== Information given
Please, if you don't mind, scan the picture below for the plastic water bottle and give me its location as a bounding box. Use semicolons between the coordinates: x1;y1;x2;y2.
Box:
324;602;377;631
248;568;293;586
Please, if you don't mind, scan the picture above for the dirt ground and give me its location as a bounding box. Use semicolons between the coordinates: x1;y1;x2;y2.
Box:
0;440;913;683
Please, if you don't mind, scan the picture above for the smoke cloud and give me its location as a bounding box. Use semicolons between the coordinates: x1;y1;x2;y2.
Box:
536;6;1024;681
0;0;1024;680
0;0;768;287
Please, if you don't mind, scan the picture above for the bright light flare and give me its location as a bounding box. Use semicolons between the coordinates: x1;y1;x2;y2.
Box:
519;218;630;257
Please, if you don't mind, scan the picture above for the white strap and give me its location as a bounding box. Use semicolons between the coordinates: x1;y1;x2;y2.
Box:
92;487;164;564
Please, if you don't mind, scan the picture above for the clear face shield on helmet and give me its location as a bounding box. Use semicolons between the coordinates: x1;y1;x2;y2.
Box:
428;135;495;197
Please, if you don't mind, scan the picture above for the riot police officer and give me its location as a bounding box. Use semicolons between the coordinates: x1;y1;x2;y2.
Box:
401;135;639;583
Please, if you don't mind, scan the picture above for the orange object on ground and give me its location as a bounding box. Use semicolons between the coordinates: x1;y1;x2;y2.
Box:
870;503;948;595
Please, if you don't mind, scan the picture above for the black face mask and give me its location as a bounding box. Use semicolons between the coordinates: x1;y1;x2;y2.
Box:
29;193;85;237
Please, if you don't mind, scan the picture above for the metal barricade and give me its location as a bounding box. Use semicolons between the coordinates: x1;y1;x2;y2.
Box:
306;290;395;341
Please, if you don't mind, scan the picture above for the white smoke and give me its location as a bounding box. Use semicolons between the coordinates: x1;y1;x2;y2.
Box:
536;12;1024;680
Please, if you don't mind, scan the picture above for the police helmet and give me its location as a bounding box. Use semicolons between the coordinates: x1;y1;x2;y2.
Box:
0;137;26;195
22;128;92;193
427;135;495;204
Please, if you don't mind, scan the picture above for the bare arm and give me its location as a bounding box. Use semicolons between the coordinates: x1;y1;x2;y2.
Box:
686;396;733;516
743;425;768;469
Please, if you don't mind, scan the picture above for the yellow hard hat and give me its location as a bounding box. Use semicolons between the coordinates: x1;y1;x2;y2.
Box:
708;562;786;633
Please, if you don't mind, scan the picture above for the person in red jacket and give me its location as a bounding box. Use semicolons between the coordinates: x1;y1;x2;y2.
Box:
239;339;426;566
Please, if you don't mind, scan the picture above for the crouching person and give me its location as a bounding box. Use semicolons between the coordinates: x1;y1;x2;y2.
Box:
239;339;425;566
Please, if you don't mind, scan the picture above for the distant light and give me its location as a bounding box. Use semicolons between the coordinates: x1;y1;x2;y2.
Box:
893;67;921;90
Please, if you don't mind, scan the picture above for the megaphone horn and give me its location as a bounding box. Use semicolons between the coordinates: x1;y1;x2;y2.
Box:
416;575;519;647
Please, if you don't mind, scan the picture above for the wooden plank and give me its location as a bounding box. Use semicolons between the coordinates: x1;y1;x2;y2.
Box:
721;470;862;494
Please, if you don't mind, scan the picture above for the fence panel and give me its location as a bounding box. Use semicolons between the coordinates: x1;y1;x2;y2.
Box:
====
# Task description
Recast all of the data above as a numbered list, one line per item, with blank lines left out.

# Task solution
1. Please, if you don't mind, scan the picture below for the plastic water bottle and give me its location as a bounding box. Use semicolons between the coordinates: x1;y1;x2;y2.
2. Box:
3. 324;602;377;631
4. 248;568;293;586
5. Please, if you don't mind, scan the picture above for the dirt ground and give me its location as a bounding box. Use semicolons between the coordinates: x1;y1;x2;y2.
6. Box:
7. 0;440;913;683
8. Please, if you don't mind, scan the picture above for the smoke cloud and give me its location as a bounding box. Use semicolons between the coordinates: x1;y1;x2;y2.
9. Box:
10. 536;6;1024;681
11. 0;0;1024;680
12. 0;0;768;287
13. Please, if you don't mind, scan the picture above for the bright light flare and give me its location as a bounding box. Use semicolons between the coordinates: x1;y1;x2;y2.
14. Box:
15. 519;218;630;257
16. Please, if you don't mind, scan the picture above for the white strap and give me its location as a bounding box. Use semicolons between the coordinates: x1;y1;x2;y2.
17. Box:
18. 92;487;164;564
19. Please, if you don't mind, scan the picture above for the clear face shield on helmet and give me its location as a bounding box. Use semicolons between the coordinates: x1;y1;x2;y2.
20. Box:
21. 428;135;495;197
22. Please, if you don't mind, scan the picture above for the riot police officer and give me its location as a bounding box. Use semicolons between the coordinates: x1;y1;x2;y2.
23. Box:
24. 401;135;639;583
25. Please, if you don't mind, scan the picture above for the orange object on ground and give me its location as a bounding box. Use semicolons between the coordinates: x1;y1;x2;y2.
26. Box:
27. 870;503;948;595
28. Please, if you don't mind, scan the picture above for the black face mask and give me its location as a bounding box. Use semicolons between the coordinates: x1;y1;x2;y2.
29. Box:
30. 29;193;85;237
31. Please, if you don't mind, scan the picture above for the metal barricade and give me its location as a bounding box. Use semicolons between the coordinates: x1;y1;x2;y2.
32. Box:
33. 306;290;395;341
34. Please, if you don't mind, scan the picture above for the white smoke and give me its location as a bounding box. Use semicolons between the coordinates: x1;y1;x2;y2.
35. Box:
36. 536;12;1024;680
37. Please, if you don't mind, scan the picture above for the police helmet and give me its location as a bounding box. Use semicolons between the coordinates: x1;y1;x2;y2.
38. Box:
39. 0;137;26;195
40. 22;128;92;193
41. 427;135;495;204
42. Please, if you don't mind, scan the picture above for the bare arm and give me its location as a bounding box. Use semicolons between the coordinates: x1;y1;x2;y2.
43. Box:
44. 686;396;733;516
45. 743;425;768;469
46. Please, if you don't mind, scan the picture above for the yellow hard hat and give me its location as a bounding box. Use semicolons between the coordinates: x1;y1;x2;y2.
47. Box:
48. 708;562;786;633
49. Please, if you don't mind, scan the picture above for the person in red jacket and give me its location as a bounding box. Use semicolons between the coordinates: x1;y1;x2;y2.
50. Box:
51. 239;339;426;566
52. Please, if you don't mind, scan the picture above for the crouching person and give me its location as a bounding box. Use semicolons between the coordinates: x1;y1;x2;y2.
53. Box:
54. 239;339;425;566
55. Please, if you don't mind, scan the picture above for the distant light and give me its location as a bounding box. Use semicolons between the coordinates: x1;y1;x2;y2.
56. Box:
57. 893;67;921;90
58. Please, if you don't mind, scan the picture above for the megaphone horn and give me its location as a bounding box. Use semicolons between the coordinates: x1;y1;x2;y2.
59. Box:
60. 416;575;519;647
61. Please, if you don't mind, scan the picture above for the wooden plank and give me its location as a bounding box. Use semicolons between the coordinates: x1;y1;x2;y2.
62. Box:
63. 721;470;862;494
64. Please, if you don't mind, scan the picture above for the fence panel and give me its location as a bounding box. Use semicolons between the coordinates: x1;y1;x2;y2.
65. Box:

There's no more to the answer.